Exercise requirements => Line for line, the listing below is to be transcribed exactly.
===
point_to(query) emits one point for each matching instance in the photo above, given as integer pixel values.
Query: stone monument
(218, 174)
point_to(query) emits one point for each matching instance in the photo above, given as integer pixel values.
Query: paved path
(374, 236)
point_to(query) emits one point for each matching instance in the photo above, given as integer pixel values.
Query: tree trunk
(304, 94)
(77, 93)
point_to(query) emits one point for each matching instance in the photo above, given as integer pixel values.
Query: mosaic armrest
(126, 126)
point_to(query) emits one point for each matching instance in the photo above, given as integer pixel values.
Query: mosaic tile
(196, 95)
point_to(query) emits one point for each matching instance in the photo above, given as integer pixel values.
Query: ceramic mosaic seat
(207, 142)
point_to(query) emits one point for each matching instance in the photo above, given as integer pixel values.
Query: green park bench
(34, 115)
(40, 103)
===
Response box =>
point_to(query) emits one point for each matching instance in the photo above, given as integer pixel values.
Query: stone monument
(218, 174)
point_to(query) emits one point for each matching instance in the photo above, given as integer pixel values.
Query: paved path
(374, 236)
point_to(query) emits one point for each matching instance in the photo above, given as integer pixel values.
Query: tree trunk
(304, 94)
(77, 93)
point_to(query) emits one point for each matching instance in the photo above, given as integer pixel values.
Query: mosaic armrest
(126, 126)
point_to(query) emits one point for each matching instance in the photo above, given as integer pixel values.
Query: mosaic tile
(196, 95)
point_to(query) emits one point for each matching instance in the photo above, given as integer pixel values.
Query: ceramic mosaic seat
(207, 142)
point_to(query) emits one point for each matching instance in the photo above, given as integer pixel values.
Query: green park bench
(34, 115)
(40, 103)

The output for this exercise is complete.